**YOUR TASK:** Repeat word for word the passage of the film review that runs from "Having said that, the" up to and including "opposed to hash).".

**STUDY TEXT:**

In some ways the film is a challenge to audiences, asking us to alter our perception and re-evaluate our willingness to accept and chew on genre staleness. A speech towards the end is a backhanded slap directed at those who gorge in genericism, who subsequently ignore the inventive pieces. Wingard has a palpable gripe. His first three films before this one — You’re Next is actually a 2011 piece — were all met with critical success, but aren’t at all well known. Home Sick? Pop Skull? A Horrible Way to Die? I’m certainly lost at sea. It’s time to rise from whatever rut we’re in and consider the hidden gems. Indeed, if they’re as perceptive as this ruby, Wingard has a point.
Unfortunately You’re Next falls flat on its morally-imbued face at times. It’s not scary yet it’s absolutely trying to be. The first attack scene around the dinner table wants desperately to be pulsating but ends up being too over-egged. We’re supposed to become enraptured in the immediacy of a horrifying ambush at home — shaky cam in full flow, drumming music beating emphatically, screams piercing — but it’s all too obvious. Comedy horror can work. An American Werewolf in London, for example, is as humorous as it is nerve-jangling. Here, exists a convolution of aim and execution. Wingard’s aim is valiant and he executes it with fifty percent triumph. The other half, the horror, is out of place. A case of the ‘quiet, quiet, quiet… BANG’ syndrome frequents proceedings. As characters are mercilessly slain we’re left in a state of flux: is this part of the satire, or a genuine attempt to frighten? Apparently the latter.
Having said that, the scare attempts do inevitably shower us with some moments of hearty gruesomeness. The film strikes as being a relative of Berberian Sound Studio, its audio effects as squelchy and excessive as they come. At some points the actors are quite literally swimming in pools of tomato-ey blood and guts. Throat slicing takes prominence, letting the soon-to-be deceased discover a cruel twist of fate in their final moment. It’s likely that the filmmakers are making a point about exorbitant amounts of red unfairly equating to disproportionate amounts of green. (That’s cash, as opposed to hash).
You’re Next fails to scare us because it leads us to believe that conventional horror simply isn’t scary. It’s a shame then that this falls on the conventional side of things when it’s not being astutely satirical. But Adam Wingard does a lot right and, even though his film mixes an incompatible broth too much, too often, it’s intelligent enough to warrant serious consideration. Who knows, this might even be the inaugural step in a new, smarter horror movement.

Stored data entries
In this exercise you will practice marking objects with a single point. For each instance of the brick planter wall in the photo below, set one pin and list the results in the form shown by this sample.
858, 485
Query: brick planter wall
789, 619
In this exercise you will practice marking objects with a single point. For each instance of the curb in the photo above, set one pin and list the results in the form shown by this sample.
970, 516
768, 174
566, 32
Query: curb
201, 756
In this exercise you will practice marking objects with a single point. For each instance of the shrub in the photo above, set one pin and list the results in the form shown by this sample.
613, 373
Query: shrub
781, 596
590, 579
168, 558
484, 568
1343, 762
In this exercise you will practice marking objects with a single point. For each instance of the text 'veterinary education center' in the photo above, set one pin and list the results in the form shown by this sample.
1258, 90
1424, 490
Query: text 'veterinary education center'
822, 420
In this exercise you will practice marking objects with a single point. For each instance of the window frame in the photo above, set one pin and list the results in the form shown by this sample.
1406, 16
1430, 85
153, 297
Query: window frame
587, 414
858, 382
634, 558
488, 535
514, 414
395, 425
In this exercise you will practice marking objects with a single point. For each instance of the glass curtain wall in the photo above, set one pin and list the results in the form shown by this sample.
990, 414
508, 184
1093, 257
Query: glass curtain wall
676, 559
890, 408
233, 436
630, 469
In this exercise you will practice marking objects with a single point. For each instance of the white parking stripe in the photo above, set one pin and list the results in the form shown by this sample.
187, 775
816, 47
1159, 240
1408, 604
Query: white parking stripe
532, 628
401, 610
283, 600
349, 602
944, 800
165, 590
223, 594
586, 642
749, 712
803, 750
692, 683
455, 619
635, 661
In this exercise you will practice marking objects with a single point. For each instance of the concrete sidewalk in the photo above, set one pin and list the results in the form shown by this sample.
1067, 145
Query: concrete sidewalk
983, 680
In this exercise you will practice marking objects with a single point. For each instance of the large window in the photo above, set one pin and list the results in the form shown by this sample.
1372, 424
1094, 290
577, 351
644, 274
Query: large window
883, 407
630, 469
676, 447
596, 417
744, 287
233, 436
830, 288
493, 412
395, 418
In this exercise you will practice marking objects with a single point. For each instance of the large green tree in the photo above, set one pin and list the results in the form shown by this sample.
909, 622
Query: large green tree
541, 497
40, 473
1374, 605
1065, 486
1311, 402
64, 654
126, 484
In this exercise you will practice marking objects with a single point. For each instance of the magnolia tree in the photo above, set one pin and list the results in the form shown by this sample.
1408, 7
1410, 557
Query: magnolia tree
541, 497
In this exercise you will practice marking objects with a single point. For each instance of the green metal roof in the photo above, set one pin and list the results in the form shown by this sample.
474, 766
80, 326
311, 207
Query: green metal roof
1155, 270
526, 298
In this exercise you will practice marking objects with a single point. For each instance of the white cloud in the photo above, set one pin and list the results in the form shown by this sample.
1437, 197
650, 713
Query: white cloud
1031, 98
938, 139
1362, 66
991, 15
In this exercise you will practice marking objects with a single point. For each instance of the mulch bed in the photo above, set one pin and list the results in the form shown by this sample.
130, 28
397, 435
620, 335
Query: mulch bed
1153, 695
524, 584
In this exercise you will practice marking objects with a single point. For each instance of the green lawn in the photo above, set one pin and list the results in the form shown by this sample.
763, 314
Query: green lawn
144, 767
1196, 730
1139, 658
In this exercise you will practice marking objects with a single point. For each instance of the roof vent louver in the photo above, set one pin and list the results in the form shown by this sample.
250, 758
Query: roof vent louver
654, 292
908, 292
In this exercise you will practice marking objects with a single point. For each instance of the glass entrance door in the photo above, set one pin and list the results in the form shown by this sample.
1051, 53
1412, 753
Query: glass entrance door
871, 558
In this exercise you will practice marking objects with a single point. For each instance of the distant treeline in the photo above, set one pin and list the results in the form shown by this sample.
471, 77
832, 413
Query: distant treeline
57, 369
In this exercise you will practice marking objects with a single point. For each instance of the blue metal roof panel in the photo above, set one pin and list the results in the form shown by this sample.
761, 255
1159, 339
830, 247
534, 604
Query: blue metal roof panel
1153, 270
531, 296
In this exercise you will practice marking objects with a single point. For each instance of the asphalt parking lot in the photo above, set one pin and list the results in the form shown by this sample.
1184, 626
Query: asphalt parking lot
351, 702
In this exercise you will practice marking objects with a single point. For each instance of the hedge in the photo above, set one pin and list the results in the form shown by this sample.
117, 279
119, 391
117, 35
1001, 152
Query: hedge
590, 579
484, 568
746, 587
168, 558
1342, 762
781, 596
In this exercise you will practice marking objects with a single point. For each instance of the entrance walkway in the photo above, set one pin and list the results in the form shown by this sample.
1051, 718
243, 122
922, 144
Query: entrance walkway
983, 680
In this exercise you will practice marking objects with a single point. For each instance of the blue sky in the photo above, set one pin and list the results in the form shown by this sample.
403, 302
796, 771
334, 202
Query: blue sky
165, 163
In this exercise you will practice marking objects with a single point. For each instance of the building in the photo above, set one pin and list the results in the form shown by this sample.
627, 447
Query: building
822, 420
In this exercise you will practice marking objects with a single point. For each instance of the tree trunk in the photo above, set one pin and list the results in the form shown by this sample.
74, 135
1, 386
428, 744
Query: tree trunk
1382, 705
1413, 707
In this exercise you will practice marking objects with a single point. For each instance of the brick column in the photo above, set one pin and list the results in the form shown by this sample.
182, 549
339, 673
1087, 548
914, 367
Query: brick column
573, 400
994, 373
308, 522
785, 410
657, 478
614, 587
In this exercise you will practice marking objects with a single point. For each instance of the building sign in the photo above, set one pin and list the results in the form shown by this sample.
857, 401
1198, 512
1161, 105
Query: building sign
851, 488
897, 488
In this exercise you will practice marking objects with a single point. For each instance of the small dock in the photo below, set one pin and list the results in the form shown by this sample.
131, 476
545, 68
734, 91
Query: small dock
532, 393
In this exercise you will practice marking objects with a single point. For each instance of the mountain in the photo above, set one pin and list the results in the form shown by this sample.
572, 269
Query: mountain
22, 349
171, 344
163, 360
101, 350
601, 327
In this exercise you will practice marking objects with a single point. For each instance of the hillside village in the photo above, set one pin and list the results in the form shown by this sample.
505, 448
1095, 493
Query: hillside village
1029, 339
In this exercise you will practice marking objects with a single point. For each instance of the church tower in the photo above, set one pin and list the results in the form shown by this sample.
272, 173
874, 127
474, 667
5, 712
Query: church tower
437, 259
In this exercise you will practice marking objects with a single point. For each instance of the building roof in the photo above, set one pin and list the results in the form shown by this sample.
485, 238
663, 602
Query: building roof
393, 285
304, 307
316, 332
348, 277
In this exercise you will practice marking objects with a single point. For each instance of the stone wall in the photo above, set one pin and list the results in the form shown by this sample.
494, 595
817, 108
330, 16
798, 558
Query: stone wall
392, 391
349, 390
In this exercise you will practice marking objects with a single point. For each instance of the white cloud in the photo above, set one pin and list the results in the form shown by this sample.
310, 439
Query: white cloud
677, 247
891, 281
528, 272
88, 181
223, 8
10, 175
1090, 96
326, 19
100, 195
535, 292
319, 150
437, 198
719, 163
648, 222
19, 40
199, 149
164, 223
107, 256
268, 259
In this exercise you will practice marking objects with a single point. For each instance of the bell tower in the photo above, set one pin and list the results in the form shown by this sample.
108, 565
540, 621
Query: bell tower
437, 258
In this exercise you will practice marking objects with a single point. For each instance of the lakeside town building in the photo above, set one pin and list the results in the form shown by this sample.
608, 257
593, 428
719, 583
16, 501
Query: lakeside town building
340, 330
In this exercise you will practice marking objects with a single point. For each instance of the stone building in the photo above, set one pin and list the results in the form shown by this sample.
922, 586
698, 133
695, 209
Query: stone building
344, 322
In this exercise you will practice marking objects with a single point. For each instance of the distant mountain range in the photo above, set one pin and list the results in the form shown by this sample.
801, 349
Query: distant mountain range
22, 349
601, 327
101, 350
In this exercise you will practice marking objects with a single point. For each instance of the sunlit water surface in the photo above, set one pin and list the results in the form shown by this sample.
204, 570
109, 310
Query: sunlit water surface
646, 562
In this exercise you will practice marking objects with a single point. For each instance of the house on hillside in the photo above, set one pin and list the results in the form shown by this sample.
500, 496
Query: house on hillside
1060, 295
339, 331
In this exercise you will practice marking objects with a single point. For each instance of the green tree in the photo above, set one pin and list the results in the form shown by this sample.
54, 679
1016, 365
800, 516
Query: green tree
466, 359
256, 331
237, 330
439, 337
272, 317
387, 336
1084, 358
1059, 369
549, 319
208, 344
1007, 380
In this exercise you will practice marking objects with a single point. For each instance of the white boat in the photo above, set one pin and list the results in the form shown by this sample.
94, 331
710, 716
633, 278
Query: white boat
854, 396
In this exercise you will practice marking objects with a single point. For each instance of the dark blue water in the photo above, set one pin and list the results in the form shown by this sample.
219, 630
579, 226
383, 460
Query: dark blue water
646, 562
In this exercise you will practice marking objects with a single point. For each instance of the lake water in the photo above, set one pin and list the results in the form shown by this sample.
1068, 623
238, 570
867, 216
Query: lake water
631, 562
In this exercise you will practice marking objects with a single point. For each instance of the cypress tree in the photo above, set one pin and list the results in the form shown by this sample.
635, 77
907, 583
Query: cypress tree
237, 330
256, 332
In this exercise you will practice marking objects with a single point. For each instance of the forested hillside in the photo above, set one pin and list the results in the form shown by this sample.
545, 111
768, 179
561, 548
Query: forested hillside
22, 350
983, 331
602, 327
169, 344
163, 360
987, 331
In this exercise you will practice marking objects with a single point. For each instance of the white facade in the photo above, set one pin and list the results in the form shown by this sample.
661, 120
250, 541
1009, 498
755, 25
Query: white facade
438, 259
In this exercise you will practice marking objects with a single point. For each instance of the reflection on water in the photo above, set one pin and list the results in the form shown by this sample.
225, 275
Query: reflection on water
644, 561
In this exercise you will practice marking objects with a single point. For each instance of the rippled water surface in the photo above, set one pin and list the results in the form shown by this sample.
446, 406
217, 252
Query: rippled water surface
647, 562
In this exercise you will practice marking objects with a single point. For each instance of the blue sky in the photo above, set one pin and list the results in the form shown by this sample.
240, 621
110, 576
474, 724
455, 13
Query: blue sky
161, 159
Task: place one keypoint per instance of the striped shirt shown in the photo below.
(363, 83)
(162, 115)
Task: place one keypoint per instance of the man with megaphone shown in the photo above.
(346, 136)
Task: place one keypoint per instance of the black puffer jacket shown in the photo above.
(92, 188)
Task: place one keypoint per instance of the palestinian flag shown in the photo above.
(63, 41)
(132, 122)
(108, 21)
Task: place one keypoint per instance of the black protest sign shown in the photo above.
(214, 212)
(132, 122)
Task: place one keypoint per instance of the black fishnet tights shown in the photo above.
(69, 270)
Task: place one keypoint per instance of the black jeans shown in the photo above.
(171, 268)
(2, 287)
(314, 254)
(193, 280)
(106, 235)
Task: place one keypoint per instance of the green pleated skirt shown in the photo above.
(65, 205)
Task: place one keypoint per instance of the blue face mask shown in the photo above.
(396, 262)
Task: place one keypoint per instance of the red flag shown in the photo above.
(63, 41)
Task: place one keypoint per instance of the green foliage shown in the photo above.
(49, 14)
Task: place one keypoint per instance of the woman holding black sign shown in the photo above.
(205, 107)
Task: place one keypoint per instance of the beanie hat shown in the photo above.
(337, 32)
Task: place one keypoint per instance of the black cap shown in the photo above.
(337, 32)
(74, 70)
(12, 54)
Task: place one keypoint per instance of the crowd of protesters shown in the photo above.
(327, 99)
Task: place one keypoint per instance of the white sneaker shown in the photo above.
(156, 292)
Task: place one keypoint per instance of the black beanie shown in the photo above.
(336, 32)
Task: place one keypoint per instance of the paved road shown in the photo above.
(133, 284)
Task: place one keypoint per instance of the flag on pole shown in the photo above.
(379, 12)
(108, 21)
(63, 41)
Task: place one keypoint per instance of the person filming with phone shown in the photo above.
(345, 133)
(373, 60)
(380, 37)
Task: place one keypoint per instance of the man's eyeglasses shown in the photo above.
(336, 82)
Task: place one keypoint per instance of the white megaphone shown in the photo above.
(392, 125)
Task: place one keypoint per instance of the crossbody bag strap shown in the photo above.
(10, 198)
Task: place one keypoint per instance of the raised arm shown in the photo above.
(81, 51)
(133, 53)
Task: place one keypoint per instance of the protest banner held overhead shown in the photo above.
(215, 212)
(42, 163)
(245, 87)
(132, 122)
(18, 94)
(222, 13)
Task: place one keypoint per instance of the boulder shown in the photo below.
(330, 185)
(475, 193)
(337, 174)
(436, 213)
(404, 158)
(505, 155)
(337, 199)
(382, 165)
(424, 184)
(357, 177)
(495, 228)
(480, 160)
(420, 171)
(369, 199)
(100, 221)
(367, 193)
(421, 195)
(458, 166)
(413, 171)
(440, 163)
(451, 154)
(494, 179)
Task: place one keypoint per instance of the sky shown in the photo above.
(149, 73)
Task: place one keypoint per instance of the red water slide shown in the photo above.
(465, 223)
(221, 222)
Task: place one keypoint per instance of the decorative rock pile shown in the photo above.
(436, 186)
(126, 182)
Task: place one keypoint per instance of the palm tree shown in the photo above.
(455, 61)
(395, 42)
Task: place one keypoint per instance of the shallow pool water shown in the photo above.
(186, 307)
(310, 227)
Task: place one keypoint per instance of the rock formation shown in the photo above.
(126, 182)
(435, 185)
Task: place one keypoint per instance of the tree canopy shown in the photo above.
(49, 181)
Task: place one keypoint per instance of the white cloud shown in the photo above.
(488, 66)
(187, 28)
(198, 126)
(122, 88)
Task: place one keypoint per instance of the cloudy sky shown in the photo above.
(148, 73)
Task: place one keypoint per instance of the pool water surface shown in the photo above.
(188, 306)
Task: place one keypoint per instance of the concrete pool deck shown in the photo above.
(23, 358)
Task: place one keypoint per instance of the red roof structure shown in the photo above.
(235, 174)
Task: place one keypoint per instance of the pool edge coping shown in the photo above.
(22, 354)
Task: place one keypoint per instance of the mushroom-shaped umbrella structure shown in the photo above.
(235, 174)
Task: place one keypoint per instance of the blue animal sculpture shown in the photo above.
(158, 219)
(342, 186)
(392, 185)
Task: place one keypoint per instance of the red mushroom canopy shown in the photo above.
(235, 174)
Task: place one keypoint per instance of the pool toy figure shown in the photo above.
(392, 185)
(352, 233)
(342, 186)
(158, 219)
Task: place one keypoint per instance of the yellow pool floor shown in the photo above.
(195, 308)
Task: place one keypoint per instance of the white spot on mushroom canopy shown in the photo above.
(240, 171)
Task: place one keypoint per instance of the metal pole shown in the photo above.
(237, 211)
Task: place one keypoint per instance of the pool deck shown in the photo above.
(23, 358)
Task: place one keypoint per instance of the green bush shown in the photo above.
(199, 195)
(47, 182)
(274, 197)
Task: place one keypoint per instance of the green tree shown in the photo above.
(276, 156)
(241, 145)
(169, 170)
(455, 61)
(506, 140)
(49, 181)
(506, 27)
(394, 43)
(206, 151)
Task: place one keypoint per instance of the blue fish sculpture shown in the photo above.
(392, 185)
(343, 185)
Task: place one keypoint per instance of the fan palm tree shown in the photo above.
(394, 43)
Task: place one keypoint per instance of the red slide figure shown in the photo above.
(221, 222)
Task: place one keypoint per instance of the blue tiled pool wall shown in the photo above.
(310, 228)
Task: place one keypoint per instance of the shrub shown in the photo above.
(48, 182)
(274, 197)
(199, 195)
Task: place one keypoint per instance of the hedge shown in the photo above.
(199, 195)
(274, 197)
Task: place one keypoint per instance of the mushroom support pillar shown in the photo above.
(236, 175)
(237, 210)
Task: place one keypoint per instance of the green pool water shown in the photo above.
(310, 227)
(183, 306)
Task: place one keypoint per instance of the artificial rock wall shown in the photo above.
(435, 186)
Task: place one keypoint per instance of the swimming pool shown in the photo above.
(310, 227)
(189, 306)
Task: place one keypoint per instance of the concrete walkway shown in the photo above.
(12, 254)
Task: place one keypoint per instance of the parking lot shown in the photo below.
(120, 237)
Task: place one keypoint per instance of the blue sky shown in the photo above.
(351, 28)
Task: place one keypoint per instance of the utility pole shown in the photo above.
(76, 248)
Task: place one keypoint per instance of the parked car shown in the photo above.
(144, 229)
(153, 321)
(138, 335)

**OUTPUT:**
Having said that, the scare attempts do inevitably shower us with some moments of hearty gruesomeness. The film strikes as being a relative of Berberian Sound Studio, its audio effects as squelchy and excessive as they come. At some points the actors are quite literally swimming in pools of tomato-ey blood and guts. Throat slicing takes prominence, letting the soon-to-be deceased discover a cruel twist of fate in their final moment. It’s likely that the filmmakers are making a point about exorbitant amounts of red unfairly equating to disproportionate amounts of green. (That’s cash, as opposed to hash).